# 記述課題 A:
原文抜粋のうち、「(C)前記ハードコートフィル」を含む語句で始まり「(H)370nm波長における光線低下率が95.0%以上である。」で終わる部分を、そのまま書き写してください。

# 原文抜粋:
┄┄┄┄┄┄
すなわち、本発明は以下の構成を有するものである。
厚さ50μm以下のシクロオレフィンポリマー系フィルムの少なくとも片面に、無機微粒子を含有する紫外線硬化型樹脂からなる易接着層を介し、紫外線硬化型樹脂と紫外線吸収剤及び色素を含有するハードコート層が積層され、且つ下記条件(A)~(D)を満たすことを特徴とするハードコートフィルムである。
(A)前記易接着層の厚みが0.1~2.0μmの範囲である。
(B)前記ハードコート層の厚みが1.0~10.0μmの範囲である。
(C)前記ハードコートフィルムの、JIS-K5600-5-6のクロスカット法により測定される前記ハードコート層および前記易接着層の残存率がいずれも100%である。
(D)前記ハードコートフィルムに対し、温度63℃、相対湿度50%の環境下で、放射照度500W/m2とし、紫外線を100時間放射(耐光性試験)した後に、JIS-K5600-5-6のクロスカット法により測定される前記ハードコート層および前記易接着層の残存率がいずれも100%である。
前記ハードコートフィルムがさらに下記条件(E)を満たし、且つ下記式1により算出される各波長における光線低下率(%)が下記条件(F)~(P)を満たすことを特徴とする第1の発明に記載のハードコートフィルムである。
(E)b*値が7.0以下である。
式1)各波長における光線低下率(%)=(当該波長における前記シクロオレフィンポリマー系フィルム単体の透過率-当該波長における前記ハードコートフィルムの透過率)/当該波長における前記シクロオレフィンポリマー系フィルム単体の透過率
(F)350nm波長における光線低下率が95.0%以上である。
(G)360nm波長における光線低下率が95.0%以上である。
(H)370nm波長における光線低下率が95.0%以上である。
(I)380nm波長における光線低下率が95.0%以上である。
(J)390nm波長における光線低下率が95.0%以上である。
(K)400nm波長における光線低下率が95.0%以上である。
(L)410nm波長における光線低下率が95.0%以上である。
(M)420nm波長における光線低下率が75.0%以下である。
┄┄┄┄┄┄
# データセットのエントリ:
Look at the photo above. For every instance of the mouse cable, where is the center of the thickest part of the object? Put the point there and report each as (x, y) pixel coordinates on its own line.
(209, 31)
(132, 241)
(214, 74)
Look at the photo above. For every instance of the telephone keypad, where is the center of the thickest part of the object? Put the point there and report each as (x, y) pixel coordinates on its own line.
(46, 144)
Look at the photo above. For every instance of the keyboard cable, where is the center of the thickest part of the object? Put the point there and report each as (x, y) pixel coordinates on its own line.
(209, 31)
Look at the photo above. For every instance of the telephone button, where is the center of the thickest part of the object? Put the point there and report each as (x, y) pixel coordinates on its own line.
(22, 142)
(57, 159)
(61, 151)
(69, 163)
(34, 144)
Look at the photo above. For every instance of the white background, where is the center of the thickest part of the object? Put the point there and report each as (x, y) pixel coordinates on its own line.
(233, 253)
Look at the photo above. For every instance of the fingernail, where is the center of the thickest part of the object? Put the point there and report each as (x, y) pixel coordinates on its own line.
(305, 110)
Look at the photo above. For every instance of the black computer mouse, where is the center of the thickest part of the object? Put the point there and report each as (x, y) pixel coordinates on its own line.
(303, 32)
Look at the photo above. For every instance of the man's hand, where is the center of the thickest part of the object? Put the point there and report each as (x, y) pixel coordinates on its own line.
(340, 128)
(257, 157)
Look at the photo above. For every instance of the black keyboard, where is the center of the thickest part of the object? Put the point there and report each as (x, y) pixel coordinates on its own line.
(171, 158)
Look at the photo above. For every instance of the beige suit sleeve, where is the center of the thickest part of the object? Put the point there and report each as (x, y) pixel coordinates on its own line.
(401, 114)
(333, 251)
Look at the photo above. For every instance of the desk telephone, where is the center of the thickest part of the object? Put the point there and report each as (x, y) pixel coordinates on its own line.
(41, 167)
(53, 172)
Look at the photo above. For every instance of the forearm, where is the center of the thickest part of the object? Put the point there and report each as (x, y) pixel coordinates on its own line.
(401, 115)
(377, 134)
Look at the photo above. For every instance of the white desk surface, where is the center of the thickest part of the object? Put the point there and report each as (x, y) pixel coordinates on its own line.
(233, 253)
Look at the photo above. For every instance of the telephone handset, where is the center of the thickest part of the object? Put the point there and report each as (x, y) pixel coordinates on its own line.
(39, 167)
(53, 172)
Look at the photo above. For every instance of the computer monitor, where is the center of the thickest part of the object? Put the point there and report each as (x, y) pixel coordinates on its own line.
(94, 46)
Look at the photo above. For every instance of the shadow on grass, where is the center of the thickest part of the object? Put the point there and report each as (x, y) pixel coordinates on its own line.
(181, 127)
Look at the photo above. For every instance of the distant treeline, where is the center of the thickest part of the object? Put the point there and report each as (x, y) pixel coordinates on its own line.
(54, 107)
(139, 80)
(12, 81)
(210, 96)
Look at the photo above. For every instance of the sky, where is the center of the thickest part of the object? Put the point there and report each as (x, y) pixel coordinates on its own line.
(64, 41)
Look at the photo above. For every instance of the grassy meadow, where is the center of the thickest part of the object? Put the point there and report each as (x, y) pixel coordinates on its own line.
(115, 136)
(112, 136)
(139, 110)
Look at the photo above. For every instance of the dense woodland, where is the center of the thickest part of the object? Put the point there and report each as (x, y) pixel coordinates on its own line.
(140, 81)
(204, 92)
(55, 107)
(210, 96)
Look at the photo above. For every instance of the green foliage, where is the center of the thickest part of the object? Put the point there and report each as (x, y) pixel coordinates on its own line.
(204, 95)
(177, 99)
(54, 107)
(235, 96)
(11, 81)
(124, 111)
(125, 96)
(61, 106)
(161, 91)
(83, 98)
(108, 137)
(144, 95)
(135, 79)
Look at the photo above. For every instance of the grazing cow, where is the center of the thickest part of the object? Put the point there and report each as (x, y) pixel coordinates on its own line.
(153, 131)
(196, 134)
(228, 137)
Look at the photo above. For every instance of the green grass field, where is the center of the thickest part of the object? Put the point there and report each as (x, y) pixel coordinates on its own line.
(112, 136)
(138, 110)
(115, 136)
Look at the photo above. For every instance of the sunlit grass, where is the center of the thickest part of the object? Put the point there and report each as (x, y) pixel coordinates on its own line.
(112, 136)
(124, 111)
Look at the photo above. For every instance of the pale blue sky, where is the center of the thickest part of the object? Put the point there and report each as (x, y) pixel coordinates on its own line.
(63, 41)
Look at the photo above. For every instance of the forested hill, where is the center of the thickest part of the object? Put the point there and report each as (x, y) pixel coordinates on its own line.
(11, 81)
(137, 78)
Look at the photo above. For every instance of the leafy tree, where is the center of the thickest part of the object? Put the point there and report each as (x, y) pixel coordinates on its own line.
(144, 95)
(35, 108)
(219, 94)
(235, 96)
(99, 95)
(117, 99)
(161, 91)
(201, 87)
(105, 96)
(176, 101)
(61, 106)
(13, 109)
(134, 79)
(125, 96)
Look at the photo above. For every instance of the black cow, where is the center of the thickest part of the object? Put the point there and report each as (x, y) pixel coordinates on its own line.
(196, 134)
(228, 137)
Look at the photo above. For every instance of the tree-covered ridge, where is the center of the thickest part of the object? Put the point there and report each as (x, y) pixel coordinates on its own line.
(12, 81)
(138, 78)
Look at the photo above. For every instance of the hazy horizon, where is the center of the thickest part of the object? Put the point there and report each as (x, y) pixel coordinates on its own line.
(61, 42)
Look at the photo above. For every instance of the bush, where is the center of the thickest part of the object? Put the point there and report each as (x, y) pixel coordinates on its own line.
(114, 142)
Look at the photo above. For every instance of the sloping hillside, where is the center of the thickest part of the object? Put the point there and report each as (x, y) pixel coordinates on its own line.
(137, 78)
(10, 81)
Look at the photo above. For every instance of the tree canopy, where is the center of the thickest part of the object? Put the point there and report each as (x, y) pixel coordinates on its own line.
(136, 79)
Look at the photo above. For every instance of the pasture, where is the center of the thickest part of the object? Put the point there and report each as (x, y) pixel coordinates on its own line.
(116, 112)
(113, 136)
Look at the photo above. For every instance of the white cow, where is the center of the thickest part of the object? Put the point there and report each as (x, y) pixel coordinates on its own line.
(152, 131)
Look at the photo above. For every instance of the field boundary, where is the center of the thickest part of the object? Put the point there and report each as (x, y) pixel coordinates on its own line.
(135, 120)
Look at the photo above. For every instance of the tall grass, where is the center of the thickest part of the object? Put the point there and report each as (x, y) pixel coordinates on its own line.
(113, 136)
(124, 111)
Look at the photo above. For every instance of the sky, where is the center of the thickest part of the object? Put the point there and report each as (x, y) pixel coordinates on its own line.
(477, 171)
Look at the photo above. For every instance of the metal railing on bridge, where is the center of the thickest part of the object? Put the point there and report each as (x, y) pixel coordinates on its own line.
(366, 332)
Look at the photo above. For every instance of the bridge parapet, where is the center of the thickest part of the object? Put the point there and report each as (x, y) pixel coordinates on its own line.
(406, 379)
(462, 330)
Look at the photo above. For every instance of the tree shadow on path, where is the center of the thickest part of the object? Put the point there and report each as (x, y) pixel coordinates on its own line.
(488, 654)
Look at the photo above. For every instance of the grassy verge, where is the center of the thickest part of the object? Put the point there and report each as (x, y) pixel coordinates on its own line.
┄┄┄┄┄┄
# 記述課題 B:
エントリの中で「Look at the photo above. For every instance of the bridge」を含む行から最終行までを、両端の行も含めて一字一句違えずに書き出すこと。

# 正解 A:
(C)前記ハードコートフィルムの、JIS-K5600-5-6のクロスカット法により測定される前記ハードコート層および前記易接着層の残存率がいずれも100%である。
(D)前記ハードコートフィルムに対し、温度63℃、相対湿度50%の環境下で、放射照度500W/m2とし、紫外線を100時間放射(耐光性試験)した後に、JIS-K5600-5-6のクロスカット法により測定される前記ハードコート層および前記易接着層の残存率がいずれも100%である。
前記ハードコートフィルムがさらに下記条件(E)を満たし、且つ下記式1により算出される各波長における光線低下率(%)が下記条件(F)~(P)を満たすことを特徴とする第1の発明に記載のハードコートフィルムである。
(E)b*値が7.0以下である。
式1)各波長における光線低下率(%)=(当該波長における前記シクロオレフィンポリマー系フィルム単体の透過率-当該波長における前記ハードコートフィルムの透過率)/当該波長における前記シクロオレフィンポリマー系フィルム単体の透過率
(F)350nm波長における光線低下率が95.0%以上である。
(G)360nm波長における光線低下率が95.0%以上である。
(H)370nm波長における光線低下率が95.0%以上である。

# 正解 B:
Look at the photo above. For every instance of the bridge parapet, where is the center of the thickest part of the object? Put the point there and report each as (x, y) pixel coordinates on its own line.
(406, 379)
(462, 330)
Look at the photo above. For every instance of the tree shadow on path, where is the center of the thickest part of the object? Put the point there and report each as (x, y) pixel coordinates on its own line.
(488, 654)
Look at the photo above. For every instance of the grassy verge, where is the center of the thickest part of the object? Put the point there and report each as (x, y) pixel coordinates on its own line.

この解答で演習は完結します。